▸ **Requirements**: How many lines in the records below contain the string "stitching"? Answer with the number alone.

Data listing

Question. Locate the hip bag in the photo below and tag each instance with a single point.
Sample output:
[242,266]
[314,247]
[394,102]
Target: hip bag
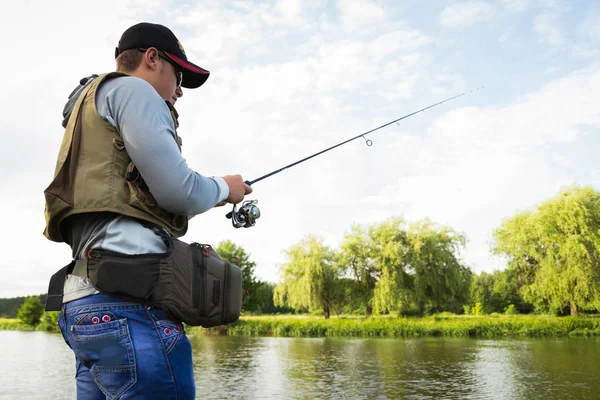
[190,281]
--
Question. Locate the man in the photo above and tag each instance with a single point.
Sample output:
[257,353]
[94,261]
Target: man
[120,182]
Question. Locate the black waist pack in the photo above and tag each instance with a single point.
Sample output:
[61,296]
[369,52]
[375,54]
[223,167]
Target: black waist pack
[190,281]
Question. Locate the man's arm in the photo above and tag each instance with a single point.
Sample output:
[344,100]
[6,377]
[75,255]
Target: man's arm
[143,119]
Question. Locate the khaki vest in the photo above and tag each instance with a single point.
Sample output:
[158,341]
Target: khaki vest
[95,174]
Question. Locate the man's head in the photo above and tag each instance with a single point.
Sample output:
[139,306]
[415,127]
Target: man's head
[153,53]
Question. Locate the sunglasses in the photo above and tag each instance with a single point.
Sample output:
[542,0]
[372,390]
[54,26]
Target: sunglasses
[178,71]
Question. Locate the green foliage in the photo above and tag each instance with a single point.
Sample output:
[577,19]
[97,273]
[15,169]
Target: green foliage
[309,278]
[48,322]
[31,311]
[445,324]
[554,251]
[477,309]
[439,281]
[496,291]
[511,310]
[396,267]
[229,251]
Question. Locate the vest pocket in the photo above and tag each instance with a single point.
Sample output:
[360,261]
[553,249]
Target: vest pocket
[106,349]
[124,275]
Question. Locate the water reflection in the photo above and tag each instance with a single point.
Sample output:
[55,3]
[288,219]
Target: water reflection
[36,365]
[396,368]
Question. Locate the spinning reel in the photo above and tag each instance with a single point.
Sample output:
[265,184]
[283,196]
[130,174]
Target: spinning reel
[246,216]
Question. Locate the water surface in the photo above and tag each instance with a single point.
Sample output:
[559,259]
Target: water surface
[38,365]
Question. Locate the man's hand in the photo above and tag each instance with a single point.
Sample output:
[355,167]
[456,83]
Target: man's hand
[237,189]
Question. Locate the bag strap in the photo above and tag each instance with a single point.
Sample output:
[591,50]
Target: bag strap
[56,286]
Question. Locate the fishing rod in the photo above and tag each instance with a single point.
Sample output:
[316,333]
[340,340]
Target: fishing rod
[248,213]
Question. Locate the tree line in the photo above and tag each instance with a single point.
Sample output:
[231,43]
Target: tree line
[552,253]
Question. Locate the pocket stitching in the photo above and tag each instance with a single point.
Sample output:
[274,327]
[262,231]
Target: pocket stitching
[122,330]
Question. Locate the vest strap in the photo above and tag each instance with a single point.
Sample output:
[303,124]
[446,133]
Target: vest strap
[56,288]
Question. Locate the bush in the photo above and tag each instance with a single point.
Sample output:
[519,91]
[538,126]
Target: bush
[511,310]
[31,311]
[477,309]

▸ **Completed task**: 2